-- begin Provided text --
All of lore.kernel.org
 help / color / mirror / Atom feed
From: "Kirill A. Shutemov" <kirill.shutemov@linux.intel.com>
To: Andrew Morton <akpm@linux-foundation.org>,
	Andrea Arcangeli <aarcange@redhat.com>
Cc: Dave Hansen <dave.hansen@intel.com>,
	Hugh Dickins <hughd@google.com>, Mel Gorman <mgorman@suse.de>,
	Rik van Riel <riel@redhat.com>, Vlastimil Babka <vbabka@suse.cz>,
	linux-kernel@vger.kernel.org, linux-mm@kvack.org,
	"Kirill A. Shutemov" <kirill.shutemov@linux.intel.com>
Subject: [PATCH, RFC 01/10] mm, thp: drop FOLL_SPLIT
Date: Mon,  9 Jun 2014 19:04:12 +0300	[thread overview]
Message-ID: <1402329861-7037-2-git-send-email-kirill.shutemov@linux.intel.com> (raw)
In-Reply-To: <1402329861-7037-1-git-send-email-kirill.shutemov@linux.intel.com>

FOLL_SPLIT is used only in two places: migration and s390.

Let's replace it with explicit split and remove FOLL_SPLIT.

Signed-off-by: Kirill A. Shutemov <kirill.shutemov@linux.intel.com>
---
 Documentation/vm/transhuge.txt | 11 -----------
 arch/s390/mm/pgtable.c         | 17 +++++++++++------
 include/linux/mm.h             |  1 -
 mm/gup.c                       |  4 ----
 mm/migrate.c                   |  7 ++++++-
 5 files changed, 17 insertions(+), 23 deletions(-)
-- end Provided text --
-- begin Information supplied --
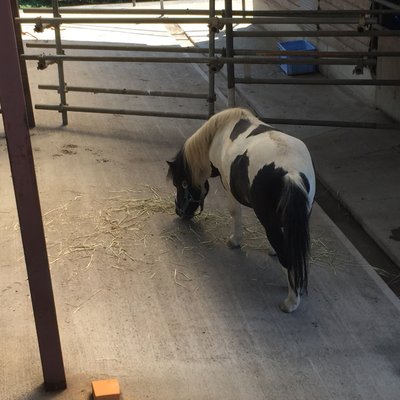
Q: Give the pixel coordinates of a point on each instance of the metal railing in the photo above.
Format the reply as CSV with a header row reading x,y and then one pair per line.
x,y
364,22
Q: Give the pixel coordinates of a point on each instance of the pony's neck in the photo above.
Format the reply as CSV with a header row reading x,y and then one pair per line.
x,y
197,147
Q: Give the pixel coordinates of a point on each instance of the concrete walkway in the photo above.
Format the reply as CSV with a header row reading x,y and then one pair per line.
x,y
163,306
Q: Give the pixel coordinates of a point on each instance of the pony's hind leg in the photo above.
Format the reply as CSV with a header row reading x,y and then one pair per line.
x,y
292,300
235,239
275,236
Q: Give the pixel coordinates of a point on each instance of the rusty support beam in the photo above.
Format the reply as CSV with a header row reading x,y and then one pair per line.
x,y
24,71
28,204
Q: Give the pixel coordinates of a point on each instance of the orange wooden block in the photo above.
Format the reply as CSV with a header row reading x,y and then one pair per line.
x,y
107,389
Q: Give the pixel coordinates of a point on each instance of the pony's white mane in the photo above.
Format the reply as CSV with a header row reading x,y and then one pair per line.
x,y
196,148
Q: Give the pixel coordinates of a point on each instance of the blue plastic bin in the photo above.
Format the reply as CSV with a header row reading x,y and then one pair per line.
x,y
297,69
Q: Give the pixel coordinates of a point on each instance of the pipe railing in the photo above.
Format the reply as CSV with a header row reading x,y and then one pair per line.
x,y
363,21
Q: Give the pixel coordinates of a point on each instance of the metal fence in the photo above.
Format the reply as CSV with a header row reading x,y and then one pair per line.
-- end Information supplied --
» **Requirements**:
Quote the entire patch message about dropping FOLL_SPLIT from above, word for word.

» **Result of this task**:
All of lore.kernel.org
 help / color / mirror / Atom feed
From: "Kirill A. Shutemov" <kirill.shutemov@linux.intel.com>
To: Andrew Morton <akpm@linux-foundation.org>,
	Andrea Arcangeli <aarcange@redhat.com>
Cc: Dave Hansen <dave.hansen@intel.com>,
	Hugh Dickins <hughd@google.com>, Mel Gorman <mgorman@suse.de>,
	Rik van Riel <riel@redhat.com>, Vlastimil Babka <vbabka@suse.cz>,
	linux-kernel@vger.kernel.org, linux-mm@kvack.org,
	"Kirill A. Shutemov" <kirill.shutemov@linux.intel.com>
Subject: [PATCH, RFC 01/10] mm, thp: drop FOLL_SPLIT
Date: Mon,  9 Jun 2014 19:04:12 +0300	[thread overview]
Message-ID: <1402329861-7037-2-git-send-email-kirill.shutemov@linux.intel.com> (raw)
In-Reply-To: <1402329861-7037-1-git-send-email-kirill.shutemov@linux.intel.com>

FOLL_SPLIT is used only in two places: migration and s390.

Let's replace it with explicit split and remove FOLL_SPLIT.

Signed-off-by: Kirill A. Shutemov <kirill.shutemov@linux.intel.com>
---
 Documentation/vm/transhuge.txt | 11 -----------
 arch/s390/mm/pgtable.c         | 17 +++++++++++------
 include/linux/mm.h             |  1 -
 mm/gup.c                       |  4 ----
 mm/migrate.c                   |  7 ++++++-
 5 files changed, 17 insertions(+), 23 deletions(-)